*Brief:* Copy out exactly the lines from the line containing "Task: locate the orange" to the end of the listing.

* begin *

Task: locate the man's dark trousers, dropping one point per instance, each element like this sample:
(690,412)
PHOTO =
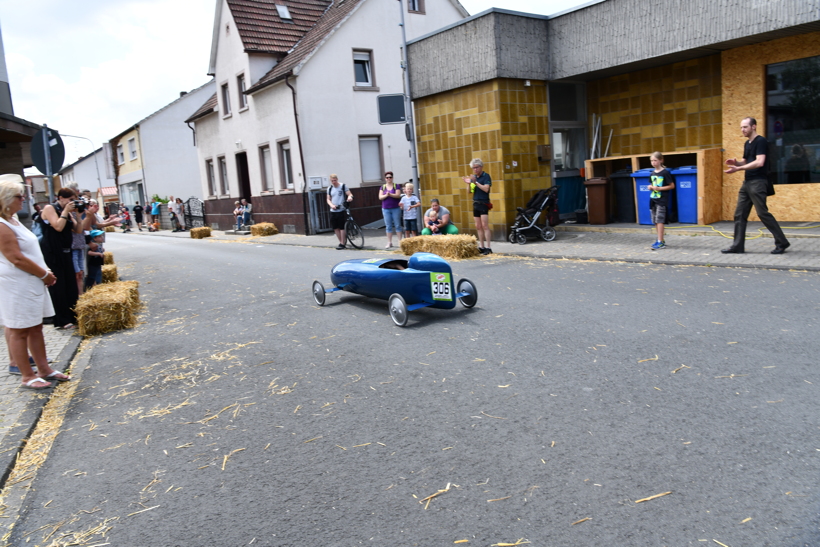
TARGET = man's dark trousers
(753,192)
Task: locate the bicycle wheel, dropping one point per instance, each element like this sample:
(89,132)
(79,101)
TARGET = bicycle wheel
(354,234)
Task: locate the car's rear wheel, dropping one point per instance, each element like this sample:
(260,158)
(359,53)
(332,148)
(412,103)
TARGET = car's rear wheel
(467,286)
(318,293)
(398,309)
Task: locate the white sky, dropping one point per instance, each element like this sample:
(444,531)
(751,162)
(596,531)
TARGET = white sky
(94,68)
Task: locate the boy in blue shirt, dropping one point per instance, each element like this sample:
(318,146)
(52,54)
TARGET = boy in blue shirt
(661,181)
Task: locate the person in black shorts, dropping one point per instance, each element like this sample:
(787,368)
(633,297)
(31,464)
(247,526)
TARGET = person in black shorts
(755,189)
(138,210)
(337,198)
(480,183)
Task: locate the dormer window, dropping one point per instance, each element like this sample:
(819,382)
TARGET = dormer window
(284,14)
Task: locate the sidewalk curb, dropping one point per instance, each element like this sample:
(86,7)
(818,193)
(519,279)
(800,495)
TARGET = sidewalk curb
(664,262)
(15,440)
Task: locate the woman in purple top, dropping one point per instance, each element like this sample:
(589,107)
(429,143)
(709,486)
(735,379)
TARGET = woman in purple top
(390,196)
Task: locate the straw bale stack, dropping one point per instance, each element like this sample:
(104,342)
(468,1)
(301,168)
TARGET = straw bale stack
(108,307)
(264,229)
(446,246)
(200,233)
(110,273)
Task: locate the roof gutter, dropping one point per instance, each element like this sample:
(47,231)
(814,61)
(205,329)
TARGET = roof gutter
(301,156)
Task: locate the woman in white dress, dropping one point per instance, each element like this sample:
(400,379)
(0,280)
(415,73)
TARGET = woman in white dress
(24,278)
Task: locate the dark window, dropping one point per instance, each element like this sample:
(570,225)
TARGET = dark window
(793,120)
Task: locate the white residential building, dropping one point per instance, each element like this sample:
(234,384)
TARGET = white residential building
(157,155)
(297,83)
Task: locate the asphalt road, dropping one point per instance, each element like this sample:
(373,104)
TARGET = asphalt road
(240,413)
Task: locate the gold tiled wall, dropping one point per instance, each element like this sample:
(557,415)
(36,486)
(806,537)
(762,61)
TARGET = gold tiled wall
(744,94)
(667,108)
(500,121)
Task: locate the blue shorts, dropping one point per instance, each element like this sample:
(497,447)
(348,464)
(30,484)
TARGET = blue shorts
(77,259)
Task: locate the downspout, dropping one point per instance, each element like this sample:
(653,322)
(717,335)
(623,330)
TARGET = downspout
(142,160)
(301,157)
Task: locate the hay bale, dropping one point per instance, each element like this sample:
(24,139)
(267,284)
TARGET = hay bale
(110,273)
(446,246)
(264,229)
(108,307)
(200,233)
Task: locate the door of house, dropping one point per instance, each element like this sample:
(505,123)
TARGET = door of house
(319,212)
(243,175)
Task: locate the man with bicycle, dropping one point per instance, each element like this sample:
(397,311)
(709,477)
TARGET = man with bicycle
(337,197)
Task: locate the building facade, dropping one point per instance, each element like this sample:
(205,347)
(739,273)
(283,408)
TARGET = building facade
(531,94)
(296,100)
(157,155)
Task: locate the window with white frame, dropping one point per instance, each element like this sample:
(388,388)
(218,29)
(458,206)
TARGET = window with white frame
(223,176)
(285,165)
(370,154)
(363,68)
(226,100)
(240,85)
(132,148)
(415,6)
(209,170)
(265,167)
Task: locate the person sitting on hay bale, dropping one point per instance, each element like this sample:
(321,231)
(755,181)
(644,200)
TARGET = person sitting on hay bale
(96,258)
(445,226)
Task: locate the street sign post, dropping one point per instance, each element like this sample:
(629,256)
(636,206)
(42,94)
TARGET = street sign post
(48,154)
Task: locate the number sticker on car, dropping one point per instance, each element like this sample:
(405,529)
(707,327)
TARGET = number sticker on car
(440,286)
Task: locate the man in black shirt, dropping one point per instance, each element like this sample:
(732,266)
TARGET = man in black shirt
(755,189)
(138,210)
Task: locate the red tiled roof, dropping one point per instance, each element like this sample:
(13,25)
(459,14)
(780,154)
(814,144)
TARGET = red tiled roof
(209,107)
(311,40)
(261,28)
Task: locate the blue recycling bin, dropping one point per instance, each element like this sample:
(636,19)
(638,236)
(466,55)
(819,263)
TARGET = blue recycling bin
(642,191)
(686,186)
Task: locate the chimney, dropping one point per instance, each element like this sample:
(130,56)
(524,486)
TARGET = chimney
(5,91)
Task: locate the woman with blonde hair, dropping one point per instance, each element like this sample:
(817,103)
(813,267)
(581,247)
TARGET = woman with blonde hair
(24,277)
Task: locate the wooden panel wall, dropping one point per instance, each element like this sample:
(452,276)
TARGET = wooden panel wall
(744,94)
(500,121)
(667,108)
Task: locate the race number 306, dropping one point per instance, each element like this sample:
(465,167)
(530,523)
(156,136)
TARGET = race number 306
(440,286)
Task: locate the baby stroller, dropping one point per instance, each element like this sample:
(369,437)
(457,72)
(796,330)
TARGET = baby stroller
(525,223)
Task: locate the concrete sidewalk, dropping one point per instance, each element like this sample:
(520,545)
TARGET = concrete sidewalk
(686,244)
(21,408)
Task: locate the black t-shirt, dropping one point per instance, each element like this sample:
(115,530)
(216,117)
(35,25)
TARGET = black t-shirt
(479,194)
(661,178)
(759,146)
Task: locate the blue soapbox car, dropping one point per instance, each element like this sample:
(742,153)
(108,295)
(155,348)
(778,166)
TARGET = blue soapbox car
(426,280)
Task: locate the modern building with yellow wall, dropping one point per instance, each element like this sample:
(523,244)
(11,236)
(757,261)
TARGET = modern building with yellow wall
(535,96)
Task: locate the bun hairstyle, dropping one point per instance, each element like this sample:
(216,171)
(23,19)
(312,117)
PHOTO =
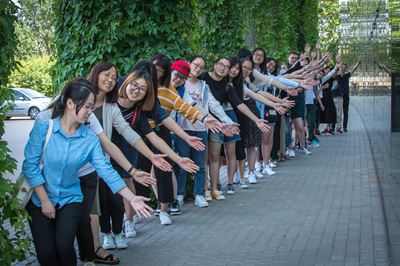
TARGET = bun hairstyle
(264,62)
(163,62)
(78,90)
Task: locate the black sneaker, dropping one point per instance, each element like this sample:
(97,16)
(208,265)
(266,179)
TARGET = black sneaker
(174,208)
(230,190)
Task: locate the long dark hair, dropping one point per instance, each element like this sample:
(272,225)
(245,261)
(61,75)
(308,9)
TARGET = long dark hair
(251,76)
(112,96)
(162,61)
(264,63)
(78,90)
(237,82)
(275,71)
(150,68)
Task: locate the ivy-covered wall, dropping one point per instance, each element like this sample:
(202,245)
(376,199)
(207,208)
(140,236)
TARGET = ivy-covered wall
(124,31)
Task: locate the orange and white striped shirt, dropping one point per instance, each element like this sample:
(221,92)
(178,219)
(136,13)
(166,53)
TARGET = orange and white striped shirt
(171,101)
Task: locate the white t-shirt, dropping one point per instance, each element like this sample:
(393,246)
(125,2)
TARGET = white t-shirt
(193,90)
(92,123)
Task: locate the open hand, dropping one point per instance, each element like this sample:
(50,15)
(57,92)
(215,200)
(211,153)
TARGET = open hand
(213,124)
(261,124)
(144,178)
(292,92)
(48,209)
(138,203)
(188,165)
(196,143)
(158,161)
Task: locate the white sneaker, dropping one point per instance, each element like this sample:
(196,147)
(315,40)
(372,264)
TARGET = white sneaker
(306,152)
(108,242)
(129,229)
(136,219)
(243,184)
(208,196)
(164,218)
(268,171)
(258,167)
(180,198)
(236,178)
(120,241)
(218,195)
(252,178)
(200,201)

* end *

*Written answer:*
Task: locate the orange and white striped shirt, dropping one point per instance, each element like this sample:
(221,92)
(178,219)
(136,13)
(166,53)
TARGET = orange and white striped shirt
(171,101)
Task: locate the white t-shirt, dropping one point per instance, each element like this sample:
(393,246)
(125,2)
TARGET = white t-shirt
(193,90)
(92,123)
Task: locate the open hand, dropping one point per instance, each element like this sample:
(50,15)
(57,92)
(215,200)
(211,153)
TARGET = open hand
(213,124)
(261,124)
(144,178)
(292,92)
(48,209)
(138,203)
(188,165)
(196,143)
(158,161)
Task: locate the white sneaker, dropping one point per instance, each element like this sample:
(196,147)
(315,40)
(372,264)
TARGET = white sneaker
(306,152)
(108,242)
(129,229)
(136,219)
(243,184)
(208,196)
(164,218)
(268,171)
(258,167)
(180,198)
(236,178)
(120,241)
(218,195)
(252,178)
(200,201)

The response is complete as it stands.